+++ MATERIAL SUPPLIED

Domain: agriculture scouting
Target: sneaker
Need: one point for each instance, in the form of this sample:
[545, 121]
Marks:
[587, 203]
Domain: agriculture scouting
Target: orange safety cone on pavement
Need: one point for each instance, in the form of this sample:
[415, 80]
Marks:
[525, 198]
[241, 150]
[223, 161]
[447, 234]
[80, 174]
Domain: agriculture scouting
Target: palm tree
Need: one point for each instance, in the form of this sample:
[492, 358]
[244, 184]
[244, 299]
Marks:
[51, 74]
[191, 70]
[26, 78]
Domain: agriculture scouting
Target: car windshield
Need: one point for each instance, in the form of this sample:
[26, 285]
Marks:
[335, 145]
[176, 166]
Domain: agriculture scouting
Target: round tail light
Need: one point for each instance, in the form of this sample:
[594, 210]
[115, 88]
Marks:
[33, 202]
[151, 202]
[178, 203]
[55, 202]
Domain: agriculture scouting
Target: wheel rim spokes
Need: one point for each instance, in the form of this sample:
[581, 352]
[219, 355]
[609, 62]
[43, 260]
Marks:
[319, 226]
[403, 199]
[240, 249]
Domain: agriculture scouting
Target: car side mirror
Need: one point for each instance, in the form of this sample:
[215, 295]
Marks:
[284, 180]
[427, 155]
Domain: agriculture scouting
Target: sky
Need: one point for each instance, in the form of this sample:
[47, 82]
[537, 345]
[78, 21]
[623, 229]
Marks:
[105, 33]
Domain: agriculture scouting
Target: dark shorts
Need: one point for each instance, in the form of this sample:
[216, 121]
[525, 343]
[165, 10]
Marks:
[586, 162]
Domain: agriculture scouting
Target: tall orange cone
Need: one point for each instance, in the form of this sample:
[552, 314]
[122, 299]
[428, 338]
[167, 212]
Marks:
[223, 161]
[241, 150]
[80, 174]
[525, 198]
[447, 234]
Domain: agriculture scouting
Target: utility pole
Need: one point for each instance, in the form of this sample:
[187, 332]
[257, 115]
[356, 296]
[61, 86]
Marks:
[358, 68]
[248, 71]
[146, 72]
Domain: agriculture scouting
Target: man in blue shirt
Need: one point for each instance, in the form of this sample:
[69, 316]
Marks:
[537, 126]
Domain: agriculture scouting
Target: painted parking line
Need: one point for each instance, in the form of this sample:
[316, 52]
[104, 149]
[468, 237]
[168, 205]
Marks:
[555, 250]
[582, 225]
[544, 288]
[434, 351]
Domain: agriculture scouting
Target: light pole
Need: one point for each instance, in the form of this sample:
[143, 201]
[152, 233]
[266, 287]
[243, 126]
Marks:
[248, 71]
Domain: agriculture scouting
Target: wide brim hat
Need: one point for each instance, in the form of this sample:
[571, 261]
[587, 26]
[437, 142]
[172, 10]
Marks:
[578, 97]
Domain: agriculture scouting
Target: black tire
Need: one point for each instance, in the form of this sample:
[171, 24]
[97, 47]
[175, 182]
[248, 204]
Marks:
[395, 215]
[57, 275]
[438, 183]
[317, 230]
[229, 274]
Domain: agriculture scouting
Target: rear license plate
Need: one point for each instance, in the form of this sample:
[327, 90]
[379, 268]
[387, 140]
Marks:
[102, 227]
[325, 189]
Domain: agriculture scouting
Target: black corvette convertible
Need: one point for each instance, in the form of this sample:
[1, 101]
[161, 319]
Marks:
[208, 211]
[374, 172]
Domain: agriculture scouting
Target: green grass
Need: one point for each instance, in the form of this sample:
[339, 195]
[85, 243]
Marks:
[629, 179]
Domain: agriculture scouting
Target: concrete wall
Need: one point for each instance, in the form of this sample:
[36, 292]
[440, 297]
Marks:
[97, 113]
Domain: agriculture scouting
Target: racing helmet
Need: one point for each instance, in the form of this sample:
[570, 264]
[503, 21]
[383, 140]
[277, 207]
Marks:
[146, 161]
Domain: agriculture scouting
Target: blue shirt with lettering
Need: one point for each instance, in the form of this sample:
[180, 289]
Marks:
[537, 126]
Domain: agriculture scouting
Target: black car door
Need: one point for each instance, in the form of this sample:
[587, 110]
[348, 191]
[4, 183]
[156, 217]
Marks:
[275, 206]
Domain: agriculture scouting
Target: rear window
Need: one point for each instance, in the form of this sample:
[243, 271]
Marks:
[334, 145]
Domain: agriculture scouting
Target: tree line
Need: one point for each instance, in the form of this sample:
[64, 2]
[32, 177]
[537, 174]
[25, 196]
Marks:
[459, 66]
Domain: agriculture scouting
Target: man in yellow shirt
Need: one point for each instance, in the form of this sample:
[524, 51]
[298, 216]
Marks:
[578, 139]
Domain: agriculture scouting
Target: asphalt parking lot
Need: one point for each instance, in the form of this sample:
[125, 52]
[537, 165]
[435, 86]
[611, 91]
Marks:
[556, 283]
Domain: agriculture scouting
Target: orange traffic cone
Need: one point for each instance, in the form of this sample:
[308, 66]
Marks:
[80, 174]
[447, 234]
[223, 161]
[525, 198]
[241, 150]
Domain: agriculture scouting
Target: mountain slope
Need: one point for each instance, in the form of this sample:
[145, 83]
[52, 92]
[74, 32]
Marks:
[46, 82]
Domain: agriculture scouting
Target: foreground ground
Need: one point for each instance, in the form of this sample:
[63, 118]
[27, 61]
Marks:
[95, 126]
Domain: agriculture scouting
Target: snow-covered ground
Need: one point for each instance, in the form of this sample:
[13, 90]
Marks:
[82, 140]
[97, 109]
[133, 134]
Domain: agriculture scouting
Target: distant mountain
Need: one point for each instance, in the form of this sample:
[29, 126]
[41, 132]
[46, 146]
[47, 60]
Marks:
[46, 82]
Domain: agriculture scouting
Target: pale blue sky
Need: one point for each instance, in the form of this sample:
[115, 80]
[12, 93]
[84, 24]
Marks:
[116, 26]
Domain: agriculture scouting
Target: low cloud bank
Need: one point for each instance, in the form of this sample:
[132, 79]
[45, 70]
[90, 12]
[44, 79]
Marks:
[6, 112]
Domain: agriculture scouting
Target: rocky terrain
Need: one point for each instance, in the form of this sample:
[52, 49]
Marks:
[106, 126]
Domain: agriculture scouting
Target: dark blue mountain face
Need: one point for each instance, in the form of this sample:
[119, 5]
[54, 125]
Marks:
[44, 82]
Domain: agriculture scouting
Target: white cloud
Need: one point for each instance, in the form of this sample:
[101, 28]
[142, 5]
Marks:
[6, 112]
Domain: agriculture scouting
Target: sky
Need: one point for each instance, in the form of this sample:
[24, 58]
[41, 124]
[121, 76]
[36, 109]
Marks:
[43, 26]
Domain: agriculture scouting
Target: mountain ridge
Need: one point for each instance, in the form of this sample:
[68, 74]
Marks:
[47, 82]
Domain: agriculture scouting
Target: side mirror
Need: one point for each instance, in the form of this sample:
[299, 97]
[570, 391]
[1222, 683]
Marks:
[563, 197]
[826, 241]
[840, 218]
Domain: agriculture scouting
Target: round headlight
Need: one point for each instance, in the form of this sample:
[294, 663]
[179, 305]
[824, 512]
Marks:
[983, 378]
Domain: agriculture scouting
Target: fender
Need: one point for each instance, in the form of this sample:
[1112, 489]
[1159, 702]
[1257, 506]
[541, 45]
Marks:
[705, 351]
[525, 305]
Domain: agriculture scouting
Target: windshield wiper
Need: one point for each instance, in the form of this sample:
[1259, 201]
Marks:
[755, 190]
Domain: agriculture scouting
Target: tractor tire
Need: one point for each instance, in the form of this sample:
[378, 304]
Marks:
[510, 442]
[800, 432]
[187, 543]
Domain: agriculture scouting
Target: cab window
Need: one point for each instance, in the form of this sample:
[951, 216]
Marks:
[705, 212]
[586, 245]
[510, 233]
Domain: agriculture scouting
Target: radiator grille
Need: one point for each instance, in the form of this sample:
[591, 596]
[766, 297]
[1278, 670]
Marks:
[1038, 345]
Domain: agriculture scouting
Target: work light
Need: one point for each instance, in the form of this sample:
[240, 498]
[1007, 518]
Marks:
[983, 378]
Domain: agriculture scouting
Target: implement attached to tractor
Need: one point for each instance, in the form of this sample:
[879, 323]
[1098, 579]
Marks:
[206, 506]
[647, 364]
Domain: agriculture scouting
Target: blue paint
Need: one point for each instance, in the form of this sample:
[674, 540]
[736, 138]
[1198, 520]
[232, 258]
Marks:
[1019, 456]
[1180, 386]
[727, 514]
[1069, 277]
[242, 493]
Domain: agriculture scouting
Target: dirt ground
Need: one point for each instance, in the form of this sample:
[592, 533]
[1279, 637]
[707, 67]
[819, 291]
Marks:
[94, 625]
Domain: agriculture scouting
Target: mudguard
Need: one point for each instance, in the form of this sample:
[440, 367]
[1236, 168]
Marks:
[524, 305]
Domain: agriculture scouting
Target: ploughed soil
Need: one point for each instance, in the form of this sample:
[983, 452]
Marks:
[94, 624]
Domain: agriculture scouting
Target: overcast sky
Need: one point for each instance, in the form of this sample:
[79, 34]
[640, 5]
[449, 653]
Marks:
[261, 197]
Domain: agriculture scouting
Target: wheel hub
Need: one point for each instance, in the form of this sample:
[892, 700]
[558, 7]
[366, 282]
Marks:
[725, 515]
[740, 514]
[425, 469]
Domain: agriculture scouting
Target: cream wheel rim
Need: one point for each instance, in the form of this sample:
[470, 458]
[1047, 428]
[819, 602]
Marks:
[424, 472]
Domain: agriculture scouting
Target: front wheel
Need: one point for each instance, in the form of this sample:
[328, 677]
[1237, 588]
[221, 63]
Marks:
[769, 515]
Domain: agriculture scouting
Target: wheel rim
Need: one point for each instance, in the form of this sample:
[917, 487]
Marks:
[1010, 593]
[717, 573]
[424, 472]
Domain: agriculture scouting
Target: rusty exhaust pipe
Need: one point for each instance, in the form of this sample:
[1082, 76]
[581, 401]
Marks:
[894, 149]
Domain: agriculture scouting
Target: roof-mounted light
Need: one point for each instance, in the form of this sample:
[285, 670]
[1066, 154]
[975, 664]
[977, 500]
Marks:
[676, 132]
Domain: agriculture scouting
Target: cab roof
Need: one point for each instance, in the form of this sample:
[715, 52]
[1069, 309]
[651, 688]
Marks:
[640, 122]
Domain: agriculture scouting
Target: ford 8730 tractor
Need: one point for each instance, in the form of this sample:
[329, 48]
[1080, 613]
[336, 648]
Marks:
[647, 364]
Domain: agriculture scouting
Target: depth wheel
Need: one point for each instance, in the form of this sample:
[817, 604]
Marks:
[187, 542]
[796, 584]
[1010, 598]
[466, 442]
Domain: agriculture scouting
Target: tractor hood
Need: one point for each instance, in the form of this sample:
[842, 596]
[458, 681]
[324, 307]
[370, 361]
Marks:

++++++

* WHAT YOU ARE ASKED TO DO
Pick out every line in the rows above that contains the string "mountain", and copy each of those lines unchanged.

* ANSWER TO THE PROBLEM
Target: mountain slope
Target: distant mountain
Target: dark blue mountain face
Target: mountain ridge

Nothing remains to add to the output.